#### Qué hay que hacer
(1) Vuelve a escribir, sin cambiar nada, el trozo del texto sobre Cristo que va desde "Libre de pecado, era" hasta "y eterno Sacerdote.", ambos incluidos.
(2) Sigue escribiendo el texto sobre Cristo a partir de su última frase.

===== Fragmento original =====

Dominica
XII per annum
El Señor Jesús,
Verbo de Dios encarnado, pasó su vida terrena haciendo el bien. Él no cometió
pecado; ni hubo nada en él que mereciera la muerte. El que es engendrado
eternamente en el seno del Padre en una concepción purísima, inmaculada, nació
de Madre Virgen, exenta del pecado original. Entonces, Cristo podía no morir.
Libre de pecado, era dueño de su vida. «Él era la vida».
Sin embargo,
puesto que convenía que saliera del mundo a través de la muerte por nuestra
salvación, quiso morir ofreciendo un sacrificio para el perdón de nuestros
pecados. Y es que ninguna otra muerte convenía al gran Pastor de las ovejas, al
Cordero sin mancha ni defecto, al sumo y eterno Sacerdote.

===== Filas escogidas =====

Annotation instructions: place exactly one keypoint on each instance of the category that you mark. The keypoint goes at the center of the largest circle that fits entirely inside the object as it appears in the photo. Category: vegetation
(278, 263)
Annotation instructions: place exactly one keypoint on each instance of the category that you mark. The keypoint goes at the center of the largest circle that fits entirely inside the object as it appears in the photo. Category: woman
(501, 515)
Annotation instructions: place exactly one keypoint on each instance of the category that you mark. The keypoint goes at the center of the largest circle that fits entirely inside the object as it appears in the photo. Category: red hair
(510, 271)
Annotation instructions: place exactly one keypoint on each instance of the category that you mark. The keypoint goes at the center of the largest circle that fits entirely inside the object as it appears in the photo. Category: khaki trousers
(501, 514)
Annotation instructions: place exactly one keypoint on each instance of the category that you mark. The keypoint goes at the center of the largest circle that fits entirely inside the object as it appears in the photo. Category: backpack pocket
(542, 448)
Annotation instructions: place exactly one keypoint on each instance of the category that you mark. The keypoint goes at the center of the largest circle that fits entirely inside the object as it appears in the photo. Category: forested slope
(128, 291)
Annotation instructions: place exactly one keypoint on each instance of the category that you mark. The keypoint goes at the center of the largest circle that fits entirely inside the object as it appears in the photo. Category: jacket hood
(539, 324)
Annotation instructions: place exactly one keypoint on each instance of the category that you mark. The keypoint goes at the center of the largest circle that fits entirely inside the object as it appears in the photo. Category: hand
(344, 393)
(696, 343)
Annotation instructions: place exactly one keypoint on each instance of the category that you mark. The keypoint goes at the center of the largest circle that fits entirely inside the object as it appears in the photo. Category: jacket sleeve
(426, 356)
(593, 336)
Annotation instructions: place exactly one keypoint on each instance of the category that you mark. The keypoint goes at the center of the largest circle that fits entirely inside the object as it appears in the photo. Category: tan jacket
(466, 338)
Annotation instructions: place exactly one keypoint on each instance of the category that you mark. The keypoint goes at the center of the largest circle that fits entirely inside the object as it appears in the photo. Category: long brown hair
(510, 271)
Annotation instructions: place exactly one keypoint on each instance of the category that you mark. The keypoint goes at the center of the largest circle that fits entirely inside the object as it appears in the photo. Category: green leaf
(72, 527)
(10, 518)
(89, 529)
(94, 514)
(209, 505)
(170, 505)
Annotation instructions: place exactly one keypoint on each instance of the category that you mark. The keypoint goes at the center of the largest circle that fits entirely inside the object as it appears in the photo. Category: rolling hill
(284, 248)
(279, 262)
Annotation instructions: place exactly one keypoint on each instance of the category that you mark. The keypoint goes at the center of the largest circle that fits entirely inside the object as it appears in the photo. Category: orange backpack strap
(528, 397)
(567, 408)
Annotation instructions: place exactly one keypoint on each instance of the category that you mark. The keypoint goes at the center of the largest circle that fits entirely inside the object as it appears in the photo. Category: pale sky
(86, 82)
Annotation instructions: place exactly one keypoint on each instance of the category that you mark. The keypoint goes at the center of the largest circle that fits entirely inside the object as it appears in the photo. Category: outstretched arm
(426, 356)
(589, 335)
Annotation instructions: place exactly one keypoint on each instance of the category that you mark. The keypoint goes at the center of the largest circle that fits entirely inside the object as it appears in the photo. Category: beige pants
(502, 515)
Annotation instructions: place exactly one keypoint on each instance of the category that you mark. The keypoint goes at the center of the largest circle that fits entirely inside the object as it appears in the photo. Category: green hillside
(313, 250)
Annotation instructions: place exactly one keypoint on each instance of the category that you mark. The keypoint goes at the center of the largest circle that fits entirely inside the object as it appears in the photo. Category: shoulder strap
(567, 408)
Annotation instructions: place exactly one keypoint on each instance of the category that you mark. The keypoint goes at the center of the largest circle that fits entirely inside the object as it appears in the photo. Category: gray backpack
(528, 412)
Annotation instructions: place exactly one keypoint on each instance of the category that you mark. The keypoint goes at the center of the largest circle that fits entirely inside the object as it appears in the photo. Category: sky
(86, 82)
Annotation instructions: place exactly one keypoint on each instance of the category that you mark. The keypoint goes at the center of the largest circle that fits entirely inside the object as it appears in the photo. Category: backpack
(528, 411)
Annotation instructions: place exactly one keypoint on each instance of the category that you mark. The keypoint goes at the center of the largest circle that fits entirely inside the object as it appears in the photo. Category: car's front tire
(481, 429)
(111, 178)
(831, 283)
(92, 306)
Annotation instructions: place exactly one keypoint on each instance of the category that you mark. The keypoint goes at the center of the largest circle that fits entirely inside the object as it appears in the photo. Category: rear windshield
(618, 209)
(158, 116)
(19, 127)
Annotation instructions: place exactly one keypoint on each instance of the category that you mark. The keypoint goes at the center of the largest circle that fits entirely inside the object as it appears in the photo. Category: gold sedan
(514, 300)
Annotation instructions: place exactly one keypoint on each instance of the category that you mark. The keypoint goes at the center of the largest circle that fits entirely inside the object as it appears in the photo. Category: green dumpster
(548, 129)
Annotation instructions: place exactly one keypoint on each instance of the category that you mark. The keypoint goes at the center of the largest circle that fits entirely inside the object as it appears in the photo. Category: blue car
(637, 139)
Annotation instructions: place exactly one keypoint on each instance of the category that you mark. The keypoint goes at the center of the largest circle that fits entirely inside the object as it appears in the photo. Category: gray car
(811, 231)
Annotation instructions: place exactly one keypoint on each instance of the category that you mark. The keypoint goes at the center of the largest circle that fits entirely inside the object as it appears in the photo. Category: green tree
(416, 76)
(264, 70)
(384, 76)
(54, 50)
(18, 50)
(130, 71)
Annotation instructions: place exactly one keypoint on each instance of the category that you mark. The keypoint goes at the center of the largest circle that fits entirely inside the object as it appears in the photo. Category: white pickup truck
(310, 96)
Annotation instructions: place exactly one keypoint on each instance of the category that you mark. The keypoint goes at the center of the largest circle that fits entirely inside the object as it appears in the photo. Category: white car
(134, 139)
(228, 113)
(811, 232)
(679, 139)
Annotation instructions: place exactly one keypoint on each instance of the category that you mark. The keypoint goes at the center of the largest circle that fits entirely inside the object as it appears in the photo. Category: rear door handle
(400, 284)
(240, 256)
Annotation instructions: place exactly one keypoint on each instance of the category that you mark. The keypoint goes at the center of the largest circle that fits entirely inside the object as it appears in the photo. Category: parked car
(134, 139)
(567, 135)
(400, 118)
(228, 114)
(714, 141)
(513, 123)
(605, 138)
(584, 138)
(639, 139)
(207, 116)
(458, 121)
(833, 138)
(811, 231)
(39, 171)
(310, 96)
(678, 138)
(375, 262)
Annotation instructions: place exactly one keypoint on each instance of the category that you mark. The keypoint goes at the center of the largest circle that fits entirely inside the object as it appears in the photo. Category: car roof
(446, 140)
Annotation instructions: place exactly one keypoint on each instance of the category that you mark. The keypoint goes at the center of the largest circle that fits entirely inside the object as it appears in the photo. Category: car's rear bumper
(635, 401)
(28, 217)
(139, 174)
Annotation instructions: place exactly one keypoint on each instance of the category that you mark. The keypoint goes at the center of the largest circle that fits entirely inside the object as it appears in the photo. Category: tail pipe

=====

#### Respuestas dadas
(1)
Libre de pecado, era dueño de su vida. «Él era la vida».
Sin embargo,
puesto que convenía que saliera del mundo a través de la muerte por nuestra
salvación, quiso morir ofreciendo un sacrificio para el perdón de nuestros
pecados. Y es que ninguna otra muerte convenía al gran Pastor de las ovejas, al
Cordero sin mancha ni defecto, al sumo y eterno Sacerdote.

(2)
Así pues, dice la
Escritura que el Señor «endureció su rostro para ir a Jerusalén». Y que en
Samaria no fue recibido «porque su rostro era el de uno que va a Jerusalén». El
rostro de Cristo, sumo y eterno Sacerdote, se endureció para mostrar que él
mismo era el altar del sacrificio para Dios. Y su rostro era el de uno que va a
Jerusalén porque él mismo era la víctima de reconciliación. En efecto,
Jerusalén significa «Visión de paz», y ¿qué otra paz vería Cristo, sino la paz
que reconcilia a los hombres con Dios? Así pues, Cristo era el rostro del
hombre que vuelve a Dios.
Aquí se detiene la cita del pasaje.